### Task directions
Scale the listing from its first line through the line that has "pixel 226 221", and write every line out again, requests included. Multiply each answer keypoint coordinate by 0.45 and round it to a whole number, with halves rounding up, but leave the request lines and their format samples as they are.

### Pointing records
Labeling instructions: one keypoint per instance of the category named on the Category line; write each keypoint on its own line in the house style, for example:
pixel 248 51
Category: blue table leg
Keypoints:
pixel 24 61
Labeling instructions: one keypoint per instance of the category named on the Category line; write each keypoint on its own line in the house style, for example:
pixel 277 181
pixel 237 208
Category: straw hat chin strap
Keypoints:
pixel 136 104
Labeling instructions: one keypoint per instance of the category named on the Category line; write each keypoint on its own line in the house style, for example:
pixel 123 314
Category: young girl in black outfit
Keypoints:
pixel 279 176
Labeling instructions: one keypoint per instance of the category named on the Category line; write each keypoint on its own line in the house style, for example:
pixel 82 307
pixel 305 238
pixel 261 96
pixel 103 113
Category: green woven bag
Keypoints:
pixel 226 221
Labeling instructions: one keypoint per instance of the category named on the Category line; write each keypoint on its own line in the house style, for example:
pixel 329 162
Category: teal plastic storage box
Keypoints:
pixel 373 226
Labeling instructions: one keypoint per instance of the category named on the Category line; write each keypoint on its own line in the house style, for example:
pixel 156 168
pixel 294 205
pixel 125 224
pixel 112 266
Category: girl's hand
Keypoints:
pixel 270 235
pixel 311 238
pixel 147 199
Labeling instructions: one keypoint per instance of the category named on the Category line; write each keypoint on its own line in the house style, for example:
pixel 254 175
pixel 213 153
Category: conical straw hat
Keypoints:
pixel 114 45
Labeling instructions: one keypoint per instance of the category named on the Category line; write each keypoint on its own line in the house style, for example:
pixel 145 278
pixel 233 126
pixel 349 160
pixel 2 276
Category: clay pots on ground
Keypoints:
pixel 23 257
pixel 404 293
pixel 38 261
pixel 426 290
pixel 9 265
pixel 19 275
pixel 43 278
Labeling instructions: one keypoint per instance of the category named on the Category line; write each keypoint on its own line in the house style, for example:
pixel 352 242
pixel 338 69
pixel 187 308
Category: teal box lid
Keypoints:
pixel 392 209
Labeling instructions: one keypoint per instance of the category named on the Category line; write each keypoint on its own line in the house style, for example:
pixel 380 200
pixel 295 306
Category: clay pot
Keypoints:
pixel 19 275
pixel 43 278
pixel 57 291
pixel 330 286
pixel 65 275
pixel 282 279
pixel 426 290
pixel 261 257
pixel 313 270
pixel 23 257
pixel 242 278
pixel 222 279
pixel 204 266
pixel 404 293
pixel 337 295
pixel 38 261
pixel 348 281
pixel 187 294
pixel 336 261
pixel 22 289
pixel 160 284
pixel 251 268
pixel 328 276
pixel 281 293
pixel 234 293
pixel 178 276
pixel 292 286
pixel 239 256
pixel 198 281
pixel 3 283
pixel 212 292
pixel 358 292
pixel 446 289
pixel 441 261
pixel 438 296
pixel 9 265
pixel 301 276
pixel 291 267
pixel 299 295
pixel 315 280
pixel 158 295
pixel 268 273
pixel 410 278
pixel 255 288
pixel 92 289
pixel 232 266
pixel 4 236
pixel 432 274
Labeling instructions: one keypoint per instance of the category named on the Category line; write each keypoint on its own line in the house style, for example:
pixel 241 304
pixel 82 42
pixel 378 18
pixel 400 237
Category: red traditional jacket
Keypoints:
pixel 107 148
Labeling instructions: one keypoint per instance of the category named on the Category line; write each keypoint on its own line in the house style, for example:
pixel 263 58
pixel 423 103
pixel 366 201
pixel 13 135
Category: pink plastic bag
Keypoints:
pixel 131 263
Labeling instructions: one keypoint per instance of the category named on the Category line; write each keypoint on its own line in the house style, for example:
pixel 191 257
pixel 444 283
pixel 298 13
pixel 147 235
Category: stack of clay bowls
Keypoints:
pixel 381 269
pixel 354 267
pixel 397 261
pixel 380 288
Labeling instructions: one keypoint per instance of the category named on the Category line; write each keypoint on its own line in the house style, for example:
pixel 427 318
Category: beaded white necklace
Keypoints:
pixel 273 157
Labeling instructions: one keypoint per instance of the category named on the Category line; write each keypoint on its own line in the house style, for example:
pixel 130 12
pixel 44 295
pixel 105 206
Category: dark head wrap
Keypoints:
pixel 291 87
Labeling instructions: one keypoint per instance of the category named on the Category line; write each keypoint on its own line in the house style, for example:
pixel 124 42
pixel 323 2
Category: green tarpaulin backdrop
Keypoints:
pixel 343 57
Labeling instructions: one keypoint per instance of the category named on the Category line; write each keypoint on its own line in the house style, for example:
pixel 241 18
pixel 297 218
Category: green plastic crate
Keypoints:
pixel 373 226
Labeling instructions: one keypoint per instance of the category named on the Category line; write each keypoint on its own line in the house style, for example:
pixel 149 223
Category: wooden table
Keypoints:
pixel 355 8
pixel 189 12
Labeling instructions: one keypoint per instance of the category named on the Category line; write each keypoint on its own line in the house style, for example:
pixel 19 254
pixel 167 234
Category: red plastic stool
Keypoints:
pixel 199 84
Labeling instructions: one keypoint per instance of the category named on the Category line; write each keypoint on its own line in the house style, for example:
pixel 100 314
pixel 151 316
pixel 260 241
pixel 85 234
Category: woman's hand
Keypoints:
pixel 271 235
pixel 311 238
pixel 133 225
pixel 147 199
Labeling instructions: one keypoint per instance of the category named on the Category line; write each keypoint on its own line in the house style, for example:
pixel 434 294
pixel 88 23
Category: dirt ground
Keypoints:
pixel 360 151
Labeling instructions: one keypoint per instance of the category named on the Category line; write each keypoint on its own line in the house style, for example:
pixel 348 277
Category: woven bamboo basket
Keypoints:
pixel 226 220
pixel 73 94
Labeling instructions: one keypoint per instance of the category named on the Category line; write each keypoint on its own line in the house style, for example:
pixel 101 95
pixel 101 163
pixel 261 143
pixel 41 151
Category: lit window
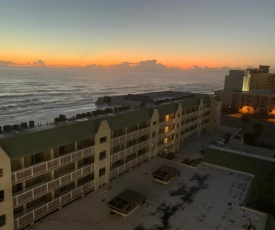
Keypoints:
pixel 103 139
pixel 1 195
pixel 102 172
pixel 102 155
pixel 2 220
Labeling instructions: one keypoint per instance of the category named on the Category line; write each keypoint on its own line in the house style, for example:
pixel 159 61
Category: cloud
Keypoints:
pixel 6 63
pixel 39 63
pixel 155 67
pixel 142 66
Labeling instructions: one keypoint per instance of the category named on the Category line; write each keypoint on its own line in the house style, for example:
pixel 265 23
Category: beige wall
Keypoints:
pixel 103 131
pixel 6 206
pixel 153 141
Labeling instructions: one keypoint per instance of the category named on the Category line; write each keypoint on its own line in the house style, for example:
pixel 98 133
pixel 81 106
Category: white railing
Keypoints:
pixel 31 194
pixel 170 121
pixel 39 168
pixel 130 136
pixel 54 204
pixel 128 165
pixel 128 151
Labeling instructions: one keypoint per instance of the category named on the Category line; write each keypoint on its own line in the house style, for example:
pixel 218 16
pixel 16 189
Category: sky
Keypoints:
pixel 175 33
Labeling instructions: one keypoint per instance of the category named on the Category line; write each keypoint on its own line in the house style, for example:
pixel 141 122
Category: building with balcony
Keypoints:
pixel 46 167
pixel 256 94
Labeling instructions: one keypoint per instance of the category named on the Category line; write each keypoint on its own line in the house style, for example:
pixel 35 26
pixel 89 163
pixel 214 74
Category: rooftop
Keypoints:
pixel 207 197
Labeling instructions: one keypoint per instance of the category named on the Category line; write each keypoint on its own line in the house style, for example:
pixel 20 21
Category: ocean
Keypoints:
pixel 41 94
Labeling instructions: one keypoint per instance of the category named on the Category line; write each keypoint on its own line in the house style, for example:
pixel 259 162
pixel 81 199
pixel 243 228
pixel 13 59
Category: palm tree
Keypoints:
pixel 245 119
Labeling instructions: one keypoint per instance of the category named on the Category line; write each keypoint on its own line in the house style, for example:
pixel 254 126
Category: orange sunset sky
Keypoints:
pixel 175 33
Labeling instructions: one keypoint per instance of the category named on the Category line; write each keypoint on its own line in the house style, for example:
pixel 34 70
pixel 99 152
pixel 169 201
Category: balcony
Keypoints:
pixel 31 194
pixel 129 136
pixel 118 156
pixel 48 165
pixel 54 204
pixel 170 121
pixel 117 171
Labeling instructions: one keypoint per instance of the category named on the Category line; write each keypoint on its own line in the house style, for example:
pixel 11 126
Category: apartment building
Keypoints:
pixel 46 167
pixel 254 102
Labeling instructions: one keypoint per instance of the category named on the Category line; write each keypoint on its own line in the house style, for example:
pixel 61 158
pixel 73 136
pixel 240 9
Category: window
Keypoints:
pixel 102 155
pixel 37 158
pixel 103 139
pixel 2 220
pixel 102 172
pixel 1 195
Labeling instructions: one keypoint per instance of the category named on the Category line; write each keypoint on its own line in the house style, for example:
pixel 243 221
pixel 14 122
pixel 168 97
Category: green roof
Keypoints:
pixel 129 118
pixel 168 108
pixel 32 142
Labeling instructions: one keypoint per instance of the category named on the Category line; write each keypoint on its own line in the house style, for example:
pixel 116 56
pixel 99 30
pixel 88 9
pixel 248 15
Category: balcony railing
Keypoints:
pixel 129 136
pixel 170 121
pixel 54 204
pixel 31 194
pixel 128 151
pixel 128 165
pixel 48 165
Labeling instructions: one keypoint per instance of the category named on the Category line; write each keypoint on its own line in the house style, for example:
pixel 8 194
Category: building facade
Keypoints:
pixel 237 80
pixel 43 169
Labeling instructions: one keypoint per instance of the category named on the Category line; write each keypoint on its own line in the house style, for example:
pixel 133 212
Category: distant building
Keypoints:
pixel 250 91
pixel 237 81
pixel 43 169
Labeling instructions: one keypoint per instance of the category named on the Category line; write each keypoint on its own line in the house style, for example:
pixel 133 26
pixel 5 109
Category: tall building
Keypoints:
pixel 237 81
pixel 262 79
pixel 254 94
pixel 46 167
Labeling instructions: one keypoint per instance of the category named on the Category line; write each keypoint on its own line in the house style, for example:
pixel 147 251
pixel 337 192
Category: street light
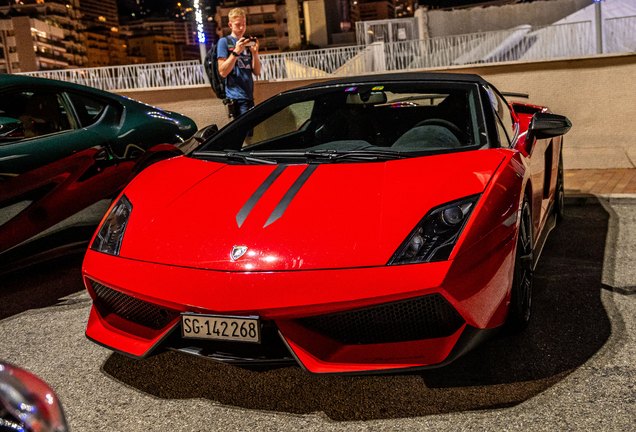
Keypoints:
pixel 599 27
pixel 198 16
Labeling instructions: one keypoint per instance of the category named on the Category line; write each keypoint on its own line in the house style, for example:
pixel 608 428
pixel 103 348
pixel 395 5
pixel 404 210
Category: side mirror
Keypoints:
pixel 27 403
pixel 545 125
pixel 205 133
pixel 11 128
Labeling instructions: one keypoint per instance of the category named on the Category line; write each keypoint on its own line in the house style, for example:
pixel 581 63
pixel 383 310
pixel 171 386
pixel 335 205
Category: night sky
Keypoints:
pixel 169 7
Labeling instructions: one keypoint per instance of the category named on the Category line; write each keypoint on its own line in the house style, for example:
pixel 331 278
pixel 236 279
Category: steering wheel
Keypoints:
pixel 444 123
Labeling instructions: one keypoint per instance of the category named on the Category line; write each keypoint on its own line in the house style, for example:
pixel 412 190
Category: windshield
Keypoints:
pixel 357 123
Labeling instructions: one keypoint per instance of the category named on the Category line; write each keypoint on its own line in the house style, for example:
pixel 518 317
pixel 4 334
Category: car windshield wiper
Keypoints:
pixel 232 155
pixel 335 155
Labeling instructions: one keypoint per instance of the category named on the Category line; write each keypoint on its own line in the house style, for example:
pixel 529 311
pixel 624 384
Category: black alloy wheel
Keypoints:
pixel 520 308
pixel 559 195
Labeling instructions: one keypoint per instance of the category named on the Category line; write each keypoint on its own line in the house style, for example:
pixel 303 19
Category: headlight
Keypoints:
pixel 435 236
pixel 111 233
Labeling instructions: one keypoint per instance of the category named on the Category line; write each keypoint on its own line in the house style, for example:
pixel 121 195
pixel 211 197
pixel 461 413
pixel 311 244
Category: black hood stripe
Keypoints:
pixel 249 205
pixel 290 194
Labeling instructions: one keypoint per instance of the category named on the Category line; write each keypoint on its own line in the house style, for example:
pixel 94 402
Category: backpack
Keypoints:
pixel 211 66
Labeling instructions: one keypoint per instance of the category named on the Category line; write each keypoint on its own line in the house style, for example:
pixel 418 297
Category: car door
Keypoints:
pixel 49 171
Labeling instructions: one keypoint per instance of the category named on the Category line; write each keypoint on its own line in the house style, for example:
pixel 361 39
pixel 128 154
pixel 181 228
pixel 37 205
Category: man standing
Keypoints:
pixel 238 60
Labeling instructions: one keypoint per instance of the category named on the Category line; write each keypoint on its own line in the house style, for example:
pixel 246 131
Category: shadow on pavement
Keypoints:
pixel 568 327
pixel 40 285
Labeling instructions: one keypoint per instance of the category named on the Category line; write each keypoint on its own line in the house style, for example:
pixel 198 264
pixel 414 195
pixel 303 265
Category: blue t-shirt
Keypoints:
pixel 239 83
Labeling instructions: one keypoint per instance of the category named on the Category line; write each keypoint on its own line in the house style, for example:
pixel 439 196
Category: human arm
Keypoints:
pixel 256 61
pixel 226 60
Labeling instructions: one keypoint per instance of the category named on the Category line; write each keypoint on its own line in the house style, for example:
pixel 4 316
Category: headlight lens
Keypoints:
pixel 435 236
pixel 111 233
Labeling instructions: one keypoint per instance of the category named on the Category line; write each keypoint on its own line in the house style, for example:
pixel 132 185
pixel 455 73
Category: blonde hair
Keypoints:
pixel 235 13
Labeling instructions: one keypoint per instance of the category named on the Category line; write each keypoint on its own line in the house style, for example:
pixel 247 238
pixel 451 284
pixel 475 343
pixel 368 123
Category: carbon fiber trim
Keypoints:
pixel 249 205
pixel 132 309
pixel 427 317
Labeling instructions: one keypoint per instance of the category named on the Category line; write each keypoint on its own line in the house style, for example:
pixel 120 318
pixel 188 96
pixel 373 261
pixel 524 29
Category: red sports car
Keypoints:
pixel 359 225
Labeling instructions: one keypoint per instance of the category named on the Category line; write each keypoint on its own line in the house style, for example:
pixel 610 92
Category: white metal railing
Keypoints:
pixel 132 77
pixel 620 35
pixel 521 43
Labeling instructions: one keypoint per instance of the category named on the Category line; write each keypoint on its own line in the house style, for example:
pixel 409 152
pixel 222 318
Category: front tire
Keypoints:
pixel 520 309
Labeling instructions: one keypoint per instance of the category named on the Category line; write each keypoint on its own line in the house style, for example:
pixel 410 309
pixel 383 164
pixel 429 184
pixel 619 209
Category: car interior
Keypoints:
pixel 371 120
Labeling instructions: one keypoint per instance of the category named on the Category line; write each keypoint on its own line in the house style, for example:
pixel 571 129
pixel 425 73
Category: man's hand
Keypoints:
pixel 254 49
pixel 241 45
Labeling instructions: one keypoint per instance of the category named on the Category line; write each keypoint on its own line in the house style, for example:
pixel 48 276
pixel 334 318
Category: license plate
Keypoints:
pixel 219 327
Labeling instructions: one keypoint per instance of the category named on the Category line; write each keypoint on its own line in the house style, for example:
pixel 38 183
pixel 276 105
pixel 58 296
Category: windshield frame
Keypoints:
pixel 222 140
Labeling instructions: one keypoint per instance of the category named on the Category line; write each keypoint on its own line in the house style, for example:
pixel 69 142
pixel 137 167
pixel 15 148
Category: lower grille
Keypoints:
pixel 425 317
pixel 132 309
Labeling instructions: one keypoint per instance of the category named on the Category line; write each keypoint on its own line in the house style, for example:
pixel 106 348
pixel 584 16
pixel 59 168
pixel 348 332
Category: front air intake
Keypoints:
pixel 109 301
pixel 427 317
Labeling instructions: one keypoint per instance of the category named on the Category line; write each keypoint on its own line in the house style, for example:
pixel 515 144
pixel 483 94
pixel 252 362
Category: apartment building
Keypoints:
pixel 60 14
pixel 99 13
pixel 155 48
pixel 28 44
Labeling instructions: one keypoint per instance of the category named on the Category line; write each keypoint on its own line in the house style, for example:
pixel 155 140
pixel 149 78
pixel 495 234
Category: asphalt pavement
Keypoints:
pixel 574 368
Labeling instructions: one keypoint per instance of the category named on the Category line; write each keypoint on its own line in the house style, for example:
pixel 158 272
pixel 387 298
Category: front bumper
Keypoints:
pixel 331 321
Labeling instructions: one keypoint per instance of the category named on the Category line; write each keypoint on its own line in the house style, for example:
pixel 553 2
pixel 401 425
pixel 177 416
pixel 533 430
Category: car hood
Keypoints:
pixel 194 213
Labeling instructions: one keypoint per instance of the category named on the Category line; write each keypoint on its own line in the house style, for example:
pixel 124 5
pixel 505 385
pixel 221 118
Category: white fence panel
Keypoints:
pixel 521 43
pixel 620 35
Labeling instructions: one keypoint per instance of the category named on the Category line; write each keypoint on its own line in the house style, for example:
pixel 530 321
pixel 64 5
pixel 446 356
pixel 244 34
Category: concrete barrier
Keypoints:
pixel 596 92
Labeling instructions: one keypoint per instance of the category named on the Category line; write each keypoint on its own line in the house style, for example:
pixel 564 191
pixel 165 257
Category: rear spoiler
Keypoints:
pixel 519 95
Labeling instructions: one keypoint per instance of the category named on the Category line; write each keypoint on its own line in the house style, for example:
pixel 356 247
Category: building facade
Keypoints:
pixel 63 15
pixel 155 48
pixel 28 44
pixel 99 13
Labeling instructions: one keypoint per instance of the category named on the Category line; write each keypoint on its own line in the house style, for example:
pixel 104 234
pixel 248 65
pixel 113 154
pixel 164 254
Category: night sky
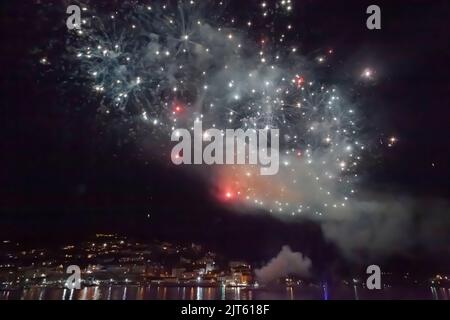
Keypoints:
pixel 66 172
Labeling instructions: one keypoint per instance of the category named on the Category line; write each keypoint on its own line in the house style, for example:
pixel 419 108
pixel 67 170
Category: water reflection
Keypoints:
pixel 149 292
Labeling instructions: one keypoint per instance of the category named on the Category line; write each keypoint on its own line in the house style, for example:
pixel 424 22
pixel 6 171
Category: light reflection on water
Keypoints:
pixel 131 292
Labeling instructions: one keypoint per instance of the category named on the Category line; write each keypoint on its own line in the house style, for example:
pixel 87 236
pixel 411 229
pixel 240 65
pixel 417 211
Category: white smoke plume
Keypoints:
pixel 285 263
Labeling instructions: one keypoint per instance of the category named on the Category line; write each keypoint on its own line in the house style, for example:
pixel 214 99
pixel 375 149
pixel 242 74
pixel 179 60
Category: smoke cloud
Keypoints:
pixel 285 263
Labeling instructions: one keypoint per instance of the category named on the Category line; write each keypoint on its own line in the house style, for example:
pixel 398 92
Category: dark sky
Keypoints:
pixel 62 176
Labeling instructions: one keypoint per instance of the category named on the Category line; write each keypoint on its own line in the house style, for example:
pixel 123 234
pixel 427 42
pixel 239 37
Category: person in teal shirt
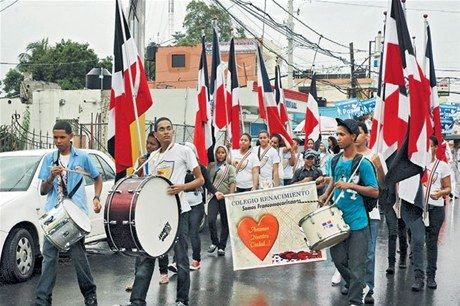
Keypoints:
pixel 349 256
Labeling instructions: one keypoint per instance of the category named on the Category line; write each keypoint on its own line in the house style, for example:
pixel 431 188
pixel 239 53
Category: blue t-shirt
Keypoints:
pixel 351 202
pixel 78 159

### Output
Labeling instructions: one keypoint per instance of the category named on the Category line; write each keypoint on its own line in the house style, for example:
pixel 248 51
Category: blue table leg
Keypoints:
pixel 11 27
Labeling instructions: one keypoint per instance of the category named on the Category line; write each keypoint on its own line in the house style, for example:
pixel 277 181
pixel 237 208
Category: straw hat chin strap
Keypoints:
pixel 61 47
Labeling instructions: one keypoint per instance of the category named on the Category line; write each keypoint on its own line in the house style, for example:
pixel 123 314
Category: young girl in black outfit
Keypoints:
pixel 126 79
Labeling instructions: one keypoint per instance of the category named on the Category line; write each keypoint on its own line in the house style, for example:
pixel 82 307
pixel 305 238
pixel 261 96
pixel 103 113
Category: green woven bag
Keypoints:
pixel 102 99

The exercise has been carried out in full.